= Activity =
Below are some entries. Copy each line in them that holds "light".

╭──

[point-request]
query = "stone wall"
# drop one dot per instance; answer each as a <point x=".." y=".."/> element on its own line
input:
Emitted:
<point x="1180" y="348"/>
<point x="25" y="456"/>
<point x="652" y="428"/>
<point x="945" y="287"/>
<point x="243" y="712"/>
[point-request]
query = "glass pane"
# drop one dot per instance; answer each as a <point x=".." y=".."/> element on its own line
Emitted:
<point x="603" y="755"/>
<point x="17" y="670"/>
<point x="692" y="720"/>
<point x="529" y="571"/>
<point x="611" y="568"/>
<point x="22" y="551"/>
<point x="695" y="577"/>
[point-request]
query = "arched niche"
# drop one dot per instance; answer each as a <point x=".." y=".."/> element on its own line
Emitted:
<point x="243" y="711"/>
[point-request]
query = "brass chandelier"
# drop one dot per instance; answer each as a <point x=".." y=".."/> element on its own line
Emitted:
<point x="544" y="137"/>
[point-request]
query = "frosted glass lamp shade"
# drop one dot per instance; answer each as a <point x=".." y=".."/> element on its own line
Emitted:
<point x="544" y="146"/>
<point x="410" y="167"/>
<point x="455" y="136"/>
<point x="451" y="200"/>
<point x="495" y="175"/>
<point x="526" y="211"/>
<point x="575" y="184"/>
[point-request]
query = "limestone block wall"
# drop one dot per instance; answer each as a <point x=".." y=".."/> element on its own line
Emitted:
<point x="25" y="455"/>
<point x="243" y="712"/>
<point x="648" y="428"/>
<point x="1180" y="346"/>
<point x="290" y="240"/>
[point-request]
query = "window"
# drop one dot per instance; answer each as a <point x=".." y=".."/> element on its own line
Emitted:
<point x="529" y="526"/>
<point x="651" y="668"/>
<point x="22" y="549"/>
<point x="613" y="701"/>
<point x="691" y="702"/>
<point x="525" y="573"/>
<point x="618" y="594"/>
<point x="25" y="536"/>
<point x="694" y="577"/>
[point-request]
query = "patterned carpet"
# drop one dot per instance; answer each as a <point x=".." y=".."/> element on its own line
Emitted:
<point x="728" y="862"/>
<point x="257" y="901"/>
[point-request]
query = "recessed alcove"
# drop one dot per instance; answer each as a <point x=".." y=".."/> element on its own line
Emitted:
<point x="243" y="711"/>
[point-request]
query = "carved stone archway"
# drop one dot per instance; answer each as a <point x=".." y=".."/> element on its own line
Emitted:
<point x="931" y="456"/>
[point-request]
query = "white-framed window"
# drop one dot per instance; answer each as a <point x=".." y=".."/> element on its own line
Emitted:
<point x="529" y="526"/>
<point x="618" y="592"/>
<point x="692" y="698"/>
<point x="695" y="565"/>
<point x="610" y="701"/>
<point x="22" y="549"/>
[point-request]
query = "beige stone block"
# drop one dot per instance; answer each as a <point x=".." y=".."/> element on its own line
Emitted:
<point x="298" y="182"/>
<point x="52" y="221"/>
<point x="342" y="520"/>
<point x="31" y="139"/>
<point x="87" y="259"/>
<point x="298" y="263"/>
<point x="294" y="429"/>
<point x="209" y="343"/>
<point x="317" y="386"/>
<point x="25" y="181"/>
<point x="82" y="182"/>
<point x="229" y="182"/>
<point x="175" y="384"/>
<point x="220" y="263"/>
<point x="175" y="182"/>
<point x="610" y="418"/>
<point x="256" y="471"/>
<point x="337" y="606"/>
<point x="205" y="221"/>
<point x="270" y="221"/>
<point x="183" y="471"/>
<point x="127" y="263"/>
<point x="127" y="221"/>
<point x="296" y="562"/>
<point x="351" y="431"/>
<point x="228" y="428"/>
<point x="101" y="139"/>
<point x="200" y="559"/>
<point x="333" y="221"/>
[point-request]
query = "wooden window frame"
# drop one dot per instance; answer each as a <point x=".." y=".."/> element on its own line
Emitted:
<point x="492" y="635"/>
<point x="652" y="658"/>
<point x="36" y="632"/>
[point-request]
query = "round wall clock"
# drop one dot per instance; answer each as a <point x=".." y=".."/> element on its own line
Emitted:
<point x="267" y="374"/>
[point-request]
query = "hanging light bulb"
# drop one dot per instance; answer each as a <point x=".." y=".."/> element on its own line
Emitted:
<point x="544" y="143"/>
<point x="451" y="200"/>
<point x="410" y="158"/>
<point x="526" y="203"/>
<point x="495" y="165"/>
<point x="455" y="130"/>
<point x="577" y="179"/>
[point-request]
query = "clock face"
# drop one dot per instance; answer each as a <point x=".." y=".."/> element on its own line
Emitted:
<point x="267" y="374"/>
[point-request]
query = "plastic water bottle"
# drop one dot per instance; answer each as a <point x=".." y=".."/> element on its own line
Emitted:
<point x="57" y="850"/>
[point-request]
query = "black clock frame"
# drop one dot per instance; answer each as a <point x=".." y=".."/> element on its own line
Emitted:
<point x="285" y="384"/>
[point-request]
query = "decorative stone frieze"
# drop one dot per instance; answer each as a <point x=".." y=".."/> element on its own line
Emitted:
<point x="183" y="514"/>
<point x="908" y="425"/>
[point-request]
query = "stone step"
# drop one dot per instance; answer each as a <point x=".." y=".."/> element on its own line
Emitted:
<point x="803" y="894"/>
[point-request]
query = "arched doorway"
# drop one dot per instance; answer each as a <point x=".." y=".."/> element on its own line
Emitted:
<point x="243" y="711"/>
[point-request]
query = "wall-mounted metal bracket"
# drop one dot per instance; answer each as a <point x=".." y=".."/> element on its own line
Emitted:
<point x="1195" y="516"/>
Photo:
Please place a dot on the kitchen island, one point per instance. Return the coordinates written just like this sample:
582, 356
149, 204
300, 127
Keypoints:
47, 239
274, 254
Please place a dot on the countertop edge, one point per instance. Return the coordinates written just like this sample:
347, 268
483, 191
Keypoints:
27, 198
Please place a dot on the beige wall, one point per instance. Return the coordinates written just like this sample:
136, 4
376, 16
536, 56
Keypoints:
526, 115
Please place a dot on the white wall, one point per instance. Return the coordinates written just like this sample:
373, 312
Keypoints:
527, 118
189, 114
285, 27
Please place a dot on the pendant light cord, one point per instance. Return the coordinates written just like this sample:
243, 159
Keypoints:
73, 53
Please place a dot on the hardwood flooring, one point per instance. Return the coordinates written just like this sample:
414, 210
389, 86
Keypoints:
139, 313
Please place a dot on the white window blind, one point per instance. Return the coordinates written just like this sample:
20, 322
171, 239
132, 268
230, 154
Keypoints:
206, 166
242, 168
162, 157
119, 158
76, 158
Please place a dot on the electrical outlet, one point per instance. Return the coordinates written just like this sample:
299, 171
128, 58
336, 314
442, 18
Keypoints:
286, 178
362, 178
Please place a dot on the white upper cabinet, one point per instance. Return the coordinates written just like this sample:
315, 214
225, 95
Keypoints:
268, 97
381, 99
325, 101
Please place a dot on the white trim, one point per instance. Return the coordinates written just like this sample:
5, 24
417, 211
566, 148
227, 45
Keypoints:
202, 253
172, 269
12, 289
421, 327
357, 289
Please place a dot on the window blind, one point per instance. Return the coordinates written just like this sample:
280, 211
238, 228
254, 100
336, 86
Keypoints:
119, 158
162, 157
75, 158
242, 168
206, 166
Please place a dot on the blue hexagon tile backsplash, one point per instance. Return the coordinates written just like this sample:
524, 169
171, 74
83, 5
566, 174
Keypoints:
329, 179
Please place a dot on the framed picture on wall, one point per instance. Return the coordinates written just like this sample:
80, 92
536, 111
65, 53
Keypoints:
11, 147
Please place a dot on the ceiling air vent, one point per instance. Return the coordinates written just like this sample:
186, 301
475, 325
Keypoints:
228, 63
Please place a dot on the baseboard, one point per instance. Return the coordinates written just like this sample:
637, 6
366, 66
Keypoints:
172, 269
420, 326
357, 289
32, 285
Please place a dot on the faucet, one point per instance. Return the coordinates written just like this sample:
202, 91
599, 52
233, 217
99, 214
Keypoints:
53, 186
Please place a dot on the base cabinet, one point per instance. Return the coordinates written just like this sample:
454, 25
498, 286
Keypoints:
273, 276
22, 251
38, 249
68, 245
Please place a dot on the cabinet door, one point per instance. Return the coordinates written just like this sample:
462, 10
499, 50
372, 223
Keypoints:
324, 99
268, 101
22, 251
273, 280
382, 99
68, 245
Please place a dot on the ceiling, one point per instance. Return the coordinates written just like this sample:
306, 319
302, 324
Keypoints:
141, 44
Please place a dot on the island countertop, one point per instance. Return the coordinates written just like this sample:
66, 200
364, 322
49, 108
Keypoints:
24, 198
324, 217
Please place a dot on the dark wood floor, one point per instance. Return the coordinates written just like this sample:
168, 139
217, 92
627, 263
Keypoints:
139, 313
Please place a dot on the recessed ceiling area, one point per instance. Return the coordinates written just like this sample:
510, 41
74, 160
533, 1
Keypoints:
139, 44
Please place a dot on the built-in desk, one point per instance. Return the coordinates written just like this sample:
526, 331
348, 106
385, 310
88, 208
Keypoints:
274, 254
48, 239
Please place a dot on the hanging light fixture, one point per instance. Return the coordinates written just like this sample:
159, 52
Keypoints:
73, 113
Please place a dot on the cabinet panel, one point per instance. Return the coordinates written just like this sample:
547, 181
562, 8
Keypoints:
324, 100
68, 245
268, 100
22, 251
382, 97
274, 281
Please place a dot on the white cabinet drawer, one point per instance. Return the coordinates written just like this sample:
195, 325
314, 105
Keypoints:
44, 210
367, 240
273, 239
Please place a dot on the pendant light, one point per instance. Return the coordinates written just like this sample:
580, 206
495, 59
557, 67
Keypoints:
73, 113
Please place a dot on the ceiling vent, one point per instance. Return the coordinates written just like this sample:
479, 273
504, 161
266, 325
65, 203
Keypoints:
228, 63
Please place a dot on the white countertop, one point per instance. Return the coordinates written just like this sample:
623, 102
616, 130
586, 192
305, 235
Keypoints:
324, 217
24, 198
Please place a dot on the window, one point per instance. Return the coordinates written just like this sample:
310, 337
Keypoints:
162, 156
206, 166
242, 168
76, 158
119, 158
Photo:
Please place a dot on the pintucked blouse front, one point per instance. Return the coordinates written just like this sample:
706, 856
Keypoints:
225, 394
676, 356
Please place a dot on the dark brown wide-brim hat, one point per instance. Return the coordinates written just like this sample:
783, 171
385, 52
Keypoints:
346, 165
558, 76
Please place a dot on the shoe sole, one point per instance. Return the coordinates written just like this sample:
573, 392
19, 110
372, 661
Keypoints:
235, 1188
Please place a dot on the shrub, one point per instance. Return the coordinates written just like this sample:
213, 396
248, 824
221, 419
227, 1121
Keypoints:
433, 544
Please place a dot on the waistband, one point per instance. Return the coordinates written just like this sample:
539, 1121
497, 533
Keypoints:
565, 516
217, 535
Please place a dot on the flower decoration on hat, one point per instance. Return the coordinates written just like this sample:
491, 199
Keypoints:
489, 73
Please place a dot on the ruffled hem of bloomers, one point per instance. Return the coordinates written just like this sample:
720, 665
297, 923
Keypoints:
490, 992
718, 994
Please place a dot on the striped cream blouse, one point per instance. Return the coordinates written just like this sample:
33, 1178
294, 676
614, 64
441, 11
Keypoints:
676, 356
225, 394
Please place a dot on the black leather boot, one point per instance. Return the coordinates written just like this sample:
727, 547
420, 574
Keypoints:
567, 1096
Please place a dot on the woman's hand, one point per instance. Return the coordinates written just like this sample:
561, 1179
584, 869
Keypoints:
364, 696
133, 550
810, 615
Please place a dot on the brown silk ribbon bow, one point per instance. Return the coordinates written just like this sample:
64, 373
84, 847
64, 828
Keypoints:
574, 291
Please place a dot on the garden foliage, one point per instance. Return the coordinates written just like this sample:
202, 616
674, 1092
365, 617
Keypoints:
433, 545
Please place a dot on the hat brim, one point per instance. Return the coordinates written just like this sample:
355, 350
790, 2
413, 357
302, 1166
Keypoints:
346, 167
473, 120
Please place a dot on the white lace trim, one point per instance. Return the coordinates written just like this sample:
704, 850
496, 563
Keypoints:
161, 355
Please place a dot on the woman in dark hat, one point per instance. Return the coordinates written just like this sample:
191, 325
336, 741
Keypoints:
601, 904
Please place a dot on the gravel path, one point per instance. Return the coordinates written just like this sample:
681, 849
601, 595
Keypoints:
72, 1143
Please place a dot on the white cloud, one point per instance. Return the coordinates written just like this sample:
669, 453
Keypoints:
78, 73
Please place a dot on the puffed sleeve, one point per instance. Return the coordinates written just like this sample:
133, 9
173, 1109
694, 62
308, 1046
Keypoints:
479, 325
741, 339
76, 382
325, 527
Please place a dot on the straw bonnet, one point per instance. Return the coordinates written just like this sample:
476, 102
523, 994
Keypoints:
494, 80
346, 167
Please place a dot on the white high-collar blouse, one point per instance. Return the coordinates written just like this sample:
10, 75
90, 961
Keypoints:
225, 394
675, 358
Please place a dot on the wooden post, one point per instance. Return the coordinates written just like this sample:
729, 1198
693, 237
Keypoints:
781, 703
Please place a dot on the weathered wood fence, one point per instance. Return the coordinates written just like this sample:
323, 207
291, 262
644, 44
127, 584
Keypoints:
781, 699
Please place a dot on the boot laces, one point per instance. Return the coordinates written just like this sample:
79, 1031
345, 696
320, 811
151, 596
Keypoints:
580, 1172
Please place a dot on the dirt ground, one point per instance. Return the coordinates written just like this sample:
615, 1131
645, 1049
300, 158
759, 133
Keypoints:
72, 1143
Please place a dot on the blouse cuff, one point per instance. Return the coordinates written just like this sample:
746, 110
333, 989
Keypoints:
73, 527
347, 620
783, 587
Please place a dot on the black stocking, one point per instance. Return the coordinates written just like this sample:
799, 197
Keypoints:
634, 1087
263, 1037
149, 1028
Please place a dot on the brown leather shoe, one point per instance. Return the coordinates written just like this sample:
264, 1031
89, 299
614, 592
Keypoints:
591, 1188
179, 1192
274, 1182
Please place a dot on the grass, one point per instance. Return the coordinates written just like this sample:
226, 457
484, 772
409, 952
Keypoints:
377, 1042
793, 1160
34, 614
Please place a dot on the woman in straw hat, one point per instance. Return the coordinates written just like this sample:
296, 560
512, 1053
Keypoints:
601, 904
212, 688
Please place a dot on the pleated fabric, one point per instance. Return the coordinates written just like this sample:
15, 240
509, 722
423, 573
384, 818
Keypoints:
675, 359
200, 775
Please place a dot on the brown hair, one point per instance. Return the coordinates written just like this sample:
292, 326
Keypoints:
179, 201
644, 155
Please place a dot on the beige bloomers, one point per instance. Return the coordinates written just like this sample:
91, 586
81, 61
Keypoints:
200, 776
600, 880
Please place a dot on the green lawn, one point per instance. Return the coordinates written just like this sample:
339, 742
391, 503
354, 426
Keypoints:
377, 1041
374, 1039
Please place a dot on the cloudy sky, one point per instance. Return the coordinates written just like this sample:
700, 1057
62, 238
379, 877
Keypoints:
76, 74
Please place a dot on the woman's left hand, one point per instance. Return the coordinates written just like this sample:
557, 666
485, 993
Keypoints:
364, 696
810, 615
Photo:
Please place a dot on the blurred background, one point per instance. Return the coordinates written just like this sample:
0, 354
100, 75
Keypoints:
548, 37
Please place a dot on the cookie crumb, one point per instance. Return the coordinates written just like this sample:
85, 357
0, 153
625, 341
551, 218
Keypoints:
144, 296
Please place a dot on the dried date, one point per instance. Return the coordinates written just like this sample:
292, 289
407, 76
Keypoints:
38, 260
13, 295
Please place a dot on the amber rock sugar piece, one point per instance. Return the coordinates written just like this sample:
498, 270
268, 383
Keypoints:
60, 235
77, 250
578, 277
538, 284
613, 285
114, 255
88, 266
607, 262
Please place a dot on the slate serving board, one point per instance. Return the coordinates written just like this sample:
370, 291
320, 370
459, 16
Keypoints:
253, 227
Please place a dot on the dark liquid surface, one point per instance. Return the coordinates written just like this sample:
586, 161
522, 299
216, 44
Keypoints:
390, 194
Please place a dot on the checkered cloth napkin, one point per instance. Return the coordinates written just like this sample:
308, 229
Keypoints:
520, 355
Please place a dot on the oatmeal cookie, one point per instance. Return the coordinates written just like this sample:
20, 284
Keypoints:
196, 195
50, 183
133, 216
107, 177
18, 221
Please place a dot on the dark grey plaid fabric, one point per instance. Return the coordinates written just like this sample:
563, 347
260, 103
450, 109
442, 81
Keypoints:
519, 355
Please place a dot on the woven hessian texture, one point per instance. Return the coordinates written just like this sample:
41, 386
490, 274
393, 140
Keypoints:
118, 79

╰──

= Answer area =
query = "hanging light bulb"
Please place a dot on the pendant light cord, one point per instance. Return the coordinates written just like this sample:
Please place a dot on the hanging light fixture, one point per instance. Return the coordinates written just like this sample:
Please place a dot on the pendant light, one point per instance. Return the coordinates written just like this sample:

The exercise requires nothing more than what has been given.